### WORK REQUIRED
Copy out the rows word for word, starting at the line that contains "the cyclist, I" and ending after the line that contains "M 126 149 L".
-- BEGIN DATA ENTRIES --
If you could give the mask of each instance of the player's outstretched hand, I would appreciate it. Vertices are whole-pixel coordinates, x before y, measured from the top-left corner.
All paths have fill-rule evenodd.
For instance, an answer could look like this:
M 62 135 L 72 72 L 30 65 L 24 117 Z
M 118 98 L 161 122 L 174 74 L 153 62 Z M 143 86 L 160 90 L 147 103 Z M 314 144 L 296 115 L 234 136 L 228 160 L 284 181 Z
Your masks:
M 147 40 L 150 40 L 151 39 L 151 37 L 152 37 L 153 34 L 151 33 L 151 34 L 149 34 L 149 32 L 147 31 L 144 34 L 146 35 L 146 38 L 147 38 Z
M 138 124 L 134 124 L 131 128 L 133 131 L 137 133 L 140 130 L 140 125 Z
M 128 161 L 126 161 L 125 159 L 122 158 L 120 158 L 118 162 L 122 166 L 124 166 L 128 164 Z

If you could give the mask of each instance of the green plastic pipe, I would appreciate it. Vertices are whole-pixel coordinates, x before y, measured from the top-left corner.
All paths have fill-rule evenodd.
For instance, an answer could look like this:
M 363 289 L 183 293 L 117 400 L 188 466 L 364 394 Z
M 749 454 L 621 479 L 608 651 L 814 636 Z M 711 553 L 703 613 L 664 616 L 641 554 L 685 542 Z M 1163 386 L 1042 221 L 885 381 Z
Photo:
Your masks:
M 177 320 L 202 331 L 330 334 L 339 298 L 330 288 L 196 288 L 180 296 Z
-- END DATA ENTRIES --
-- BEGIN DATA ENTRIES --
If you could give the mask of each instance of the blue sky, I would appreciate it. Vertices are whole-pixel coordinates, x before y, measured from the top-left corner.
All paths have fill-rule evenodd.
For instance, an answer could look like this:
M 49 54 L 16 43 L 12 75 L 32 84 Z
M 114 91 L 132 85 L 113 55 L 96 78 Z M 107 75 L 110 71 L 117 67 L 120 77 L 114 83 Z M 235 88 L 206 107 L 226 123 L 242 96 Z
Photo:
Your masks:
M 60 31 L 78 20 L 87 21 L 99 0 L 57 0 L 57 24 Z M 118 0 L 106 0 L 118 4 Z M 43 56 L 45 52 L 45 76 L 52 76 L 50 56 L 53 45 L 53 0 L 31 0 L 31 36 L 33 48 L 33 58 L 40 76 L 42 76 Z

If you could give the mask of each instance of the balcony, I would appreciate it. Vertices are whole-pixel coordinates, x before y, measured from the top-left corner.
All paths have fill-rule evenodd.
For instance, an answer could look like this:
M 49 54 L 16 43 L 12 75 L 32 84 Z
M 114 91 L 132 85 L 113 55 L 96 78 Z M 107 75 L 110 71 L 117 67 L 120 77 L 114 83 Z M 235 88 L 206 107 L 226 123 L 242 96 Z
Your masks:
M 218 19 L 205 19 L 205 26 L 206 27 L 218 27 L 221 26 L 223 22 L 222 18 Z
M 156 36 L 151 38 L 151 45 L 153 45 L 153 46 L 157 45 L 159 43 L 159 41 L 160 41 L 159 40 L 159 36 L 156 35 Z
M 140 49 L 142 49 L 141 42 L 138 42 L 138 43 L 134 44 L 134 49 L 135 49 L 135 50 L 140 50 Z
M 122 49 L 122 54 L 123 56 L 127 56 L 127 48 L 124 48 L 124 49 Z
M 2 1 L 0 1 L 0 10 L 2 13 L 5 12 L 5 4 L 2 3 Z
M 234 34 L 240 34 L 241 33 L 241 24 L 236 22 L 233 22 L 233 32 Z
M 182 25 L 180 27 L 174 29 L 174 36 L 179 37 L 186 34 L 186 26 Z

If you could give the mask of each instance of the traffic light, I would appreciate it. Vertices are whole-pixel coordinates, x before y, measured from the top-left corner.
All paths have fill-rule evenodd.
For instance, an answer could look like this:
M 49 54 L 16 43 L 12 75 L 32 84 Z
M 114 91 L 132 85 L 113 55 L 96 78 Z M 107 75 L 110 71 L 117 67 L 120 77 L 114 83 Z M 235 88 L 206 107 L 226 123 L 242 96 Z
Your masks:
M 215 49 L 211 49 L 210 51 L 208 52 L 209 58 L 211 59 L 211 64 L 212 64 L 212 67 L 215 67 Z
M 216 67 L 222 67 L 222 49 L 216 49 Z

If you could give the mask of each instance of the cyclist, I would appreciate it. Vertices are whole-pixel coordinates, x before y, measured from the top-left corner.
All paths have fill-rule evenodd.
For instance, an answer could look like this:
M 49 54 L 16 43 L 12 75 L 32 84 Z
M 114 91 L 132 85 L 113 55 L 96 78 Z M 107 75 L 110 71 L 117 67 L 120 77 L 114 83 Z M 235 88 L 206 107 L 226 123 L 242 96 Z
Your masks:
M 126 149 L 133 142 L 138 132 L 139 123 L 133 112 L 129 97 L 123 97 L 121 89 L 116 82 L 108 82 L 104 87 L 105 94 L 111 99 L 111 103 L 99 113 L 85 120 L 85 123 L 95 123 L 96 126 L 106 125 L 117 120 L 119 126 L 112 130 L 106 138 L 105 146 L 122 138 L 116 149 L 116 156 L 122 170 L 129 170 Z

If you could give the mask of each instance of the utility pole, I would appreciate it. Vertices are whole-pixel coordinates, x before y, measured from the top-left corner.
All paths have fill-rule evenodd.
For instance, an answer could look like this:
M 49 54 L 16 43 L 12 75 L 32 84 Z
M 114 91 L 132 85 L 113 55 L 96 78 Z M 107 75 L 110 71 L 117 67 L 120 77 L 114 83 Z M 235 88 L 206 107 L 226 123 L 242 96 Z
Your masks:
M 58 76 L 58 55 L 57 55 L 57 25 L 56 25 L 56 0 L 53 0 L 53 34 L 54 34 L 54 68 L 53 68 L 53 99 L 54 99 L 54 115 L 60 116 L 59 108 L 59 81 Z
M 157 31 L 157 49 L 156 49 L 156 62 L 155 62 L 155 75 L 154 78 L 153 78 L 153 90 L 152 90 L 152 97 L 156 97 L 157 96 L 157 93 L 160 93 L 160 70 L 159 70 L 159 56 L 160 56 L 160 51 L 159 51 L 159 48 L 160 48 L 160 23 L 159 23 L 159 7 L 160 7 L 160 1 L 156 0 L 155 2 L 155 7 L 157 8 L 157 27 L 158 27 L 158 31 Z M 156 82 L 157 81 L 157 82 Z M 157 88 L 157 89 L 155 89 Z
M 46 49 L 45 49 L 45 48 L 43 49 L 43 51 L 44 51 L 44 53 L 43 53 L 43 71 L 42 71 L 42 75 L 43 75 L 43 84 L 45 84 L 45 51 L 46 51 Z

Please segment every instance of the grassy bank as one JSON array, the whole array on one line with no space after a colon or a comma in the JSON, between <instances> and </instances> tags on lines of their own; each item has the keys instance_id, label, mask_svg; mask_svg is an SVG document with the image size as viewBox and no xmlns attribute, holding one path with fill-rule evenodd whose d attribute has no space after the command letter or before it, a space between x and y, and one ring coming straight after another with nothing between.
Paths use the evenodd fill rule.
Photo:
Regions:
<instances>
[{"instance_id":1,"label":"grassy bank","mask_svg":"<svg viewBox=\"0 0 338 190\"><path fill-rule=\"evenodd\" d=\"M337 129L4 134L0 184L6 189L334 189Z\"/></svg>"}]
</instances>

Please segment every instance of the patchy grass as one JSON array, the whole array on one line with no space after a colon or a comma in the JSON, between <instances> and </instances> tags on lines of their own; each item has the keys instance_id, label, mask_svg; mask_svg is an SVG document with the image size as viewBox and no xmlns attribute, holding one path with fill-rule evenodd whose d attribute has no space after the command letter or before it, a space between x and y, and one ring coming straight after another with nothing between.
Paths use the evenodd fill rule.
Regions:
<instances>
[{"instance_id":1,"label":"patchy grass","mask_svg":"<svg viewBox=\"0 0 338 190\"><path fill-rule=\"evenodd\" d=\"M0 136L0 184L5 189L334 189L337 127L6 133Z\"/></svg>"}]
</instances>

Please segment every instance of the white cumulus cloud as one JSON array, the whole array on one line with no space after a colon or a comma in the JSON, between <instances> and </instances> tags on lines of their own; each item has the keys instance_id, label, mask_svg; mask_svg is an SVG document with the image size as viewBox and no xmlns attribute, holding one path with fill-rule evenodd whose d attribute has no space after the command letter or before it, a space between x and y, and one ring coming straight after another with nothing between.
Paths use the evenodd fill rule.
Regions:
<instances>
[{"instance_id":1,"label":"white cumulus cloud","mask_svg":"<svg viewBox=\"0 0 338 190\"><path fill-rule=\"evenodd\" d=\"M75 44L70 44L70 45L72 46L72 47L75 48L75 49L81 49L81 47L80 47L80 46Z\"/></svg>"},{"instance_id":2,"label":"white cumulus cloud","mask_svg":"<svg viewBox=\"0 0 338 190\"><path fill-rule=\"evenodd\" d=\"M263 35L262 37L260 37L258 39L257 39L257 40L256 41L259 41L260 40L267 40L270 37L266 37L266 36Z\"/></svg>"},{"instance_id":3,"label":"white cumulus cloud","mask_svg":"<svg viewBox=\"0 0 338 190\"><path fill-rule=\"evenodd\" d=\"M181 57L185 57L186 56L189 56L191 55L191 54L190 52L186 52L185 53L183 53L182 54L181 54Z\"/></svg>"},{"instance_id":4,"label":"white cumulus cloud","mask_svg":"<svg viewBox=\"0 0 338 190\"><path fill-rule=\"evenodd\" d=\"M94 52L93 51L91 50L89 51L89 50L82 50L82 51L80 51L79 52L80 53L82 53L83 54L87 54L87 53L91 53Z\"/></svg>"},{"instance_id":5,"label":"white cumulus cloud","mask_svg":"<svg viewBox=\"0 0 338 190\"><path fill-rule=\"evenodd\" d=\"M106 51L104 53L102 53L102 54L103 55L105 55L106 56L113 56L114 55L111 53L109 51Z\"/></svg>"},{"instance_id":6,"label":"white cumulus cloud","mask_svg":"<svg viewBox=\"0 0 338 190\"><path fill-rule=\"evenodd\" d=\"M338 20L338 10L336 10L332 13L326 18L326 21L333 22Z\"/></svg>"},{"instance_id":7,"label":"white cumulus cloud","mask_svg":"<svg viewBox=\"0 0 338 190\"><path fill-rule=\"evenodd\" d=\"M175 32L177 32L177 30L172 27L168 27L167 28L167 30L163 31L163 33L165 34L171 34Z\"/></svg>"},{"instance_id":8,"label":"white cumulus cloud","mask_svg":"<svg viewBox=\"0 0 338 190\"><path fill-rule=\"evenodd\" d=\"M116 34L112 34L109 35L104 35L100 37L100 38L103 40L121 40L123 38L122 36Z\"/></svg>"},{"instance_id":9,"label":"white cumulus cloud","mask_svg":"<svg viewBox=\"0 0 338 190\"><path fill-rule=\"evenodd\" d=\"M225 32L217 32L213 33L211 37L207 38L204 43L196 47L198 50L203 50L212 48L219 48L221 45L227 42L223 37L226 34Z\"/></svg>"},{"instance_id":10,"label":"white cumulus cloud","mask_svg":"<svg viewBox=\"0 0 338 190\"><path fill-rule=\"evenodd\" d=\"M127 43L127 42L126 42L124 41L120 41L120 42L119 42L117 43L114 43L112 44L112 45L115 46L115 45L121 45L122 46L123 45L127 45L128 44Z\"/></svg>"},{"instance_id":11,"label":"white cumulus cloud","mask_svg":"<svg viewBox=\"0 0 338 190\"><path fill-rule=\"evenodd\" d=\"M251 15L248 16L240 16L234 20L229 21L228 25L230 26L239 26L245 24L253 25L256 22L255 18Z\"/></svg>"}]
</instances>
-- END DATA ENTRIES --
-- BEGIN DATA ENTRIES --
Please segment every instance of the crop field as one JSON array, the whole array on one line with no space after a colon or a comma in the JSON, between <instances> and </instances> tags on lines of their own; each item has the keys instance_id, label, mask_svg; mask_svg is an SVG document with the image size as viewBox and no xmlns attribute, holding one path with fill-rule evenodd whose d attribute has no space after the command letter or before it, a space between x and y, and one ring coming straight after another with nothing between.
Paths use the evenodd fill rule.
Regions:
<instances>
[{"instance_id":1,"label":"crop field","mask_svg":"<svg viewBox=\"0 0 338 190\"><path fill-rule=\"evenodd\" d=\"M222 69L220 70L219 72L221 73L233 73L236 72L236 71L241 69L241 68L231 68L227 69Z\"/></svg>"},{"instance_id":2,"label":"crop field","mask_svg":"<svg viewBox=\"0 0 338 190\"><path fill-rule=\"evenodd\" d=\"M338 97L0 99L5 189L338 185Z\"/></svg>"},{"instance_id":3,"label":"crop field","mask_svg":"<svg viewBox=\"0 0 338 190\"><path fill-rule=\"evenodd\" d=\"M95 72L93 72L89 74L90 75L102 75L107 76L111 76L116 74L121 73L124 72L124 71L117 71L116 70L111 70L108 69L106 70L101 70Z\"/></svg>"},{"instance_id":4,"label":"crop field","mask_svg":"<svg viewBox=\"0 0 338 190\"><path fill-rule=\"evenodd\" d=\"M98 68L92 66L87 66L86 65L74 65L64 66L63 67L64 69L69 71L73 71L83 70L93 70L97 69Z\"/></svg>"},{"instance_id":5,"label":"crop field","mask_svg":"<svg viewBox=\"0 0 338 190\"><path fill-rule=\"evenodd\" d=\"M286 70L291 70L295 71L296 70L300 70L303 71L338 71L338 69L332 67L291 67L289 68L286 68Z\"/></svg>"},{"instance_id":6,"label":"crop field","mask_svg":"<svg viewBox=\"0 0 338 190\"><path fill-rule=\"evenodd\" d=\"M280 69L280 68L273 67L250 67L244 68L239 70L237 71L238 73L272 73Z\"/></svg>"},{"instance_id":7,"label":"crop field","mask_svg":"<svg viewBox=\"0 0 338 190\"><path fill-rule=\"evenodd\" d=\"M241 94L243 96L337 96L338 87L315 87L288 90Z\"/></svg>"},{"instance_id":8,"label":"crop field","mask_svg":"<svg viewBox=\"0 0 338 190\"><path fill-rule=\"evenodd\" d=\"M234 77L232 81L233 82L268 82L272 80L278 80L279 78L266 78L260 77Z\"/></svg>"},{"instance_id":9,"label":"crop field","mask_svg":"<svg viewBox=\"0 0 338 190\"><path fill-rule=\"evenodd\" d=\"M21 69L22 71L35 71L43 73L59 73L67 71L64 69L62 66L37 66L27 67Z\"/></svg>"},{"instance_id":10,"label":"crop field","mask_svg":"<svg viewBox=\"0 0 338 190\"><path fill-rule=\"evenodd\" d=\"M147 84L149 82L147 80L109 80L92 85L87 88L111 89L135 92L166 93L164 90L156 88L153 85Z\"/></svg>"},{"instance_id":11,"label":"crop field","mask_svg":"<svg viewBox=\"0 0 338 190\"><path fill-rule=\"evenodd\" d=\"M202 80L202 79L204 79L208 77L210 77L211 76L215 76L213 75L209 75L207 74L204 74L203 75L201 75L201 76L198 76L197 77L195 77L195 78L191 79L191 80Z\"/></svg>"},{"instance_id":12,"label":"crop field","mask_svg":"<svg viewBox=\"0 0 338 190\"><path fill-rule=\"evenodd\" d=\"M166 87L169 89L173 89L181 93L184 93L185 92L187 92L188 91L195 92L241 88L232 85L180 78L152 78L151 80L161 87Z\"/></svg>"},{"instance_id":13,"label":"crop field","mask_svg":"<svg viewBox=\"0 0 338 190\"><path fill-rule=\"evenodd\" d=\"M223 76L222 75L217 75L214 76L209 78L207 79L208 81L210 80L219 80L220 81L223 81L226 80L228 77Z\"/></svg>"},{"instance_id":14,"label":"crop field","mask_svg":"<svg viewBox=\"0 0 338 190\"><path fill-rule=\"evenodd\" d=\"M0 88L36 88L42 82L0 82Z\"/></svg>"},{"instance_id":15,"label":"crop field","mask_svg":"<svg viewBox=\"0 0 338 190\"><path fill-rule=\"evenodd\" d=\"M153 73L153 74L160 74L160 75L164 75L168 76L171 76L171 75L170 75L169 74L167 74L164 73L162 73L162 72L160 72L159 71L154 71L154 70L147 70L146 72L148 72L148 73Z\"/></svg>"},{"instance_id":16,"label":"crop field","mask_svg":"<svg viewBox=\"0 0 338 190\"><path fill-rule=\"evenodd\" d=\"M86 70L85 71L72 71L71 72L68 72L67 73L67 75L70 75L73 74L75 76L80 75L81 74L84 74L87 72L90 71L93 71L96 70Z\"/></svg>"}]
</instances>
-- END DATA ENTRIES --
### REPLY
If you could give the mask of each instance of the cyclist, I would appreciate it. Vertices are whole-pixel coordinates, x before y, measured from the top-left corner.
All paths have fill-rule evenodd.
For instance, an answer could look like this:
M 49 54 L 16 43 L 12 75 L 32 84 Z
M 114 91 L 132 85 L 113 55 L 96 78 Z M 107 75 L 110 71 L 117 67 L 120 77 L 114 83 Z M 235 88 L 206 107 L 226 123 L 242 96 Z
Your masks:
M 126 149 L 133 142 L 138 132 L 139 123 L 133 112 L 129 97 L 123 97 L 121 89 L 116 82 L 108 82 L 104 87 L 105 94 L 111 99 L 111 103 L 99 113 L 85 120 L 85 123 L 95 123 L 96 126 L 106 125 L 117 120 L 119 126 L 112 130 L 106 138 L 105 146 L 122 138 L 116 149 L 116 156 L 122 170 L 129 170 Z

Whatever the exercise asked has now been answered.